> Work to complete
Reproduce all of the entries below word for word, leaving out the pictures.
___ Material for this task
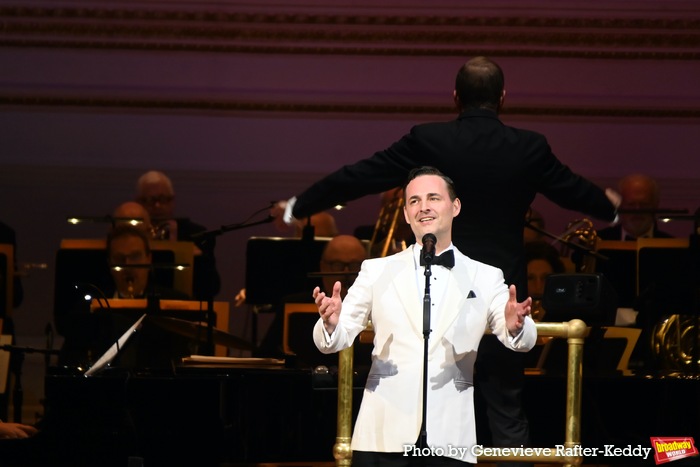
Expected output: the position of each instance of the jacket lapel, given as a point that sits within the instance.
(404, 283)
(460, 279)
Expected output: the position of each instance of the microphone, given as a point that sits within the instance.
(428, 251)
(90, 290)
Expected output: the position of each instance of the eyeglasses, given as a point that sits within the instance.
(153, 200)
(339, 266)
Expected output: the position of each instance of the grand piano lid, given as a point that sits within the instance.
(114, 349)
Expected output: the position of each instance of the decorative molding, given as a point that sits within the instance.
(217, 105)
(504, 33)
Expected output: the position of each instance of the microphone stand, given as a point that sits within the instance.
(423, 437)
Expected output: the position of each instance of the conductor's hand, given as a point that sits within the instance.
(10, 430)
(277, 211)
(329, 307)
(516, 312)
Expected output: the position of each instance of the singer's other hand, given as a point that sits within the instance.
(516, 312)
(329, 307)
(277, 211)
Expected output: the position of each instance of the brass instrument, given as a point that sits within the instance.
(673, 342)
(580, 232)
(384, 237)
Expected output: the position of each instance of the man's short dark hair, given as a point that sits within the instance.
(127, 230)
(427, 170)
(479, 84)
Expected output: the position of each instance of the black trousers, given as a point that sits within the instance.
(397, 459)
(498, 386)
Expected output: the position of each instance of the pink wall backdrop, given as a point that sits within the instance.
(245, 103)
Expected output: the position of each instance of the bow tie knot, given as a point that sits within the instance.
(446, 259)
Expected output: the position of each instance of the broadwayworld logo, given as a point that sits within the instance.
(672, 449)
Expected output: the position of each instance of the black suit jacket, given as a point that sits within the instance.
(497, 171)
(615, 233)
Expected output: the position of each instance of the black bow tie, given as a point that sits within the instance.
(446, 259)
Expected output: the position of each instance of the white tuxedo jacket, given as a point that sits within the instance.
(387, 292)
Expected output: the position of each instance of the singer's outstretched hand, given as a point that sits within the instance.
(516, 312)
(277, 211)
(329, 307)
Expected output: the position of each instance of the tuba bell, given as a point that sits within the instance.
(580, 232)
(673, 343)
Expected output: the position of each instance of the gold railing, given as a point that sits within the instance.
(574, 331)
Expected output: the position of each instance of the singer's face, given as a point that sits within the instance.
(429, 208)
(126, 250)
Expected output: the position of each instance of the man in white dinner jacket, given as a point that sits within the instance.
(466, 298)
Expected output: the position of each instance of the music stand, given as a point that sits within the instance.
______
> Solution
Expected output: the position of each instance of the jacket lapel, given as a point that sits within the instance.
(404, 283)
(460, 279)
Expected output: the position of each instance of the microphone, given as a point that sits within the instance.
(428, 251)
(90, 290)
Expected output: the position of each instance of the eyeglasses, given as a point that sits within the instance.
(153, 200)
(339, 266)
Expected output: the position of each instance of the grand piano lid, given as a point that sits within the instance.
(114, 349)
Expected output: the position of each instance of the decorative molding, given as a point that sits within the instance.
(217, 105)
(504, 33)
Expected output: the position of each instance of the microphone stand, given as a point that sits within the instance.
(423, 437)
Expected output: the position of each instance of the conductor's hand, given as a point that sits within the instance.
(10, 430)
(277, 211)
(329, 307)
(516, 312)
Expected output: the position of each instance of the singer's other hand, given as a point that sits within the instance.
(516, 312)
(329, 307)
(277, 211)
Expected output: the position of each instance of the brass instrument, given as a point that sits within the instance.
(673, 342)
(580, 232)
(384, 237)
Expected output: the position of each instance of the man's short dark hair, given as a point that sits within the instance.
(127, 230)
(427, 170)
(479, 84)
Expected output: the position of each instance of the black trousers, given as a point that sits within the instance.
(397, 459)
(498, 386)
Expected output: the position of each instance of the pink wall backdrop, given as a point that sits within the instance.
(245, 103)
Expected output: the position of each instance of the bow tie knot, given as a point that sits within the instance.
(446, 259)
Expected output: the position of each instance of the broadwayworld logo, given as a point that sits within the instance.
(672, 449)
Expected output: the position of each instance of the black suit jacket, given as a point that sits within the instance.
(497, 171)
(615, 233)
Expected output: the position of each instance of the black bow tie, given as a point that sits within the instance.
(446, 259)
Expected output: the position of each instance of the white tuxedo jacket, given as a point that sits within the instance.
(387, 292)
Expected output: the position of each instance of the singer's outstretched hand, given as a point that sits within the instance.
(516, 312)
(277, 211)
(329, 307)
Expected output: the position of each instance of the tuba bell, given as a point that sits within the instance.
(580, 232)
(673, 343)
Expected output: the position of each instance of the gold railing, given as a point that sits within the instance.
(574, 331)
Expected output: the position of each instance of the singer's face, given as a point that sits within the instance.
(429, 208)
(126, 250)
Expected output: the position of each instance of the man in white dinner jacket, given as a point that sits within the instance.
(466, 298)
Expected output: the position of each instance of the music stand, given as a point that sits within the instance.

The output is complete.